= Directions for this task =
Please report each line of the data below that contains the word "shorts", copying every such line in full.

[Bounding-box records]
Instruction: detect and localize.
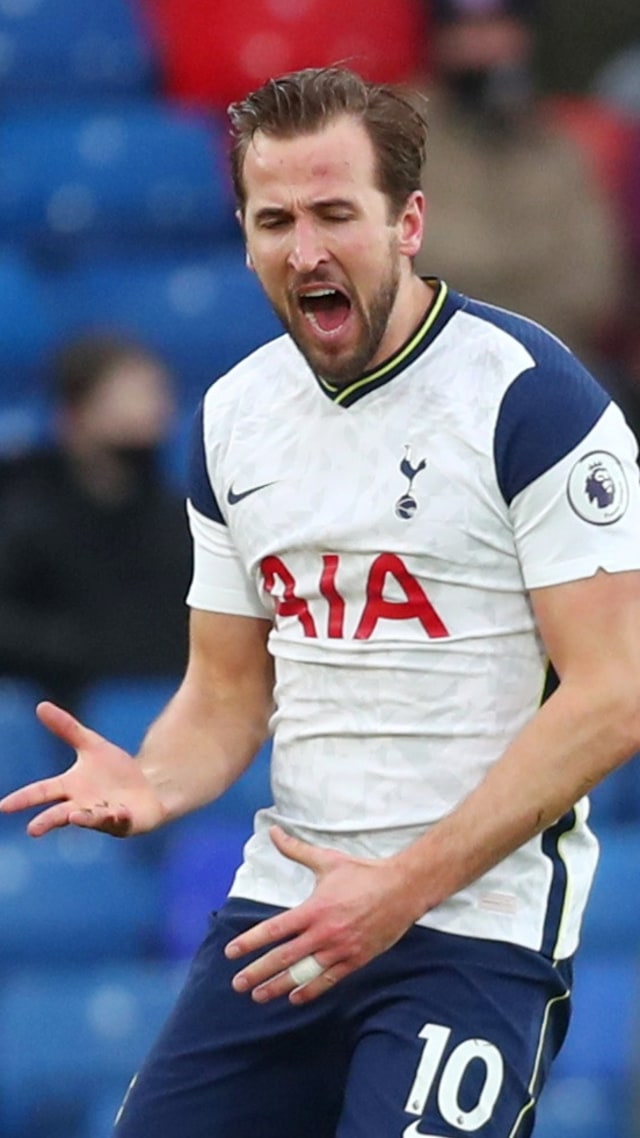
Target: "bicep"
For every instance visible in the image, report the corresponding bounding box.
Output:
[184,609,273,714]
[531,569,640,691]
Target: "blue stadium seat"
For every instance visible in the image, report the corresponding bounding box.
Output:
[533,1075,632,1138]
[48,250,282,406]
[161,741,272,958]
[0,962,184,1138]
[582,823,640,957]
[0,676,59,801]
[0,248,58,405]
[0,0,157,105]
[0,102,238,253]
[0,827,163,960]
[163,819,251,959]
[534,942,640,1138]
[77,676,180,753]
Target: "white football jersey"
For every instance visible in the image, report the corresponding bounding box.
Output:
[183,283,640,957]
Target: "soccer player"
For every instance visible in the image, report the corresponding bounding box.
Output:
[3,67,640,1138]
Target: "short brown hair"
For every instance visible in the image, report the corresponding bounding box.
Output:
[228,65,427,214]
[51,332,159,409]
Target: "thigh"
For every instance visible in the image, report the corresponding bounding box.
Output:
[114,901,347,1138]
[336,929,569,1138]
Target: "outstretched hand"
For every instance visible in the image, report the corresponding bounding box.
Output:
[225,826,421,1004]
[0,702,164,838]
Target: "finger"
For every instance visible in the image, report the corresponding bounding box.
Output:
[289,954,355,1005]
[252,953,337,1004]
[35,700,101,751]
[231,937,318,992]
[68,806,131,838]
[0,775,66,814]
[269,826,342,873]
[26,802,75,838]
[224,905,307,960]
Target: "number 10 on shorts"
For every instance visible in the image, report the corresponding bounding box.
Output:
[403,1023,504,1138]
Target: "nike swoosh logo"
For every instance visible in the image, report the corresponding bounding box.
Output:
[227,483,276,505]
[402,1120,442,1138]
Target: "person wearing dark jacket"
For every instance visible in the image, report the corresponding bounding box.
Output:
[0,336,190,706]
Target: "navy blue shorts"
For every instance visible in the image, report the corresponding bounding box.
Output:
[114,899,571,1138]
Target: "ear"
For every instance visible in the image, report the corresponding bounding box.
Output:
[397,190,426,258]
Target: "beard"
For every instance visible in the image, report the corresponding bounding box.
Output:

= Exercise answer =
Target: "number 10 on shorts"
Target: "navy blue shorts"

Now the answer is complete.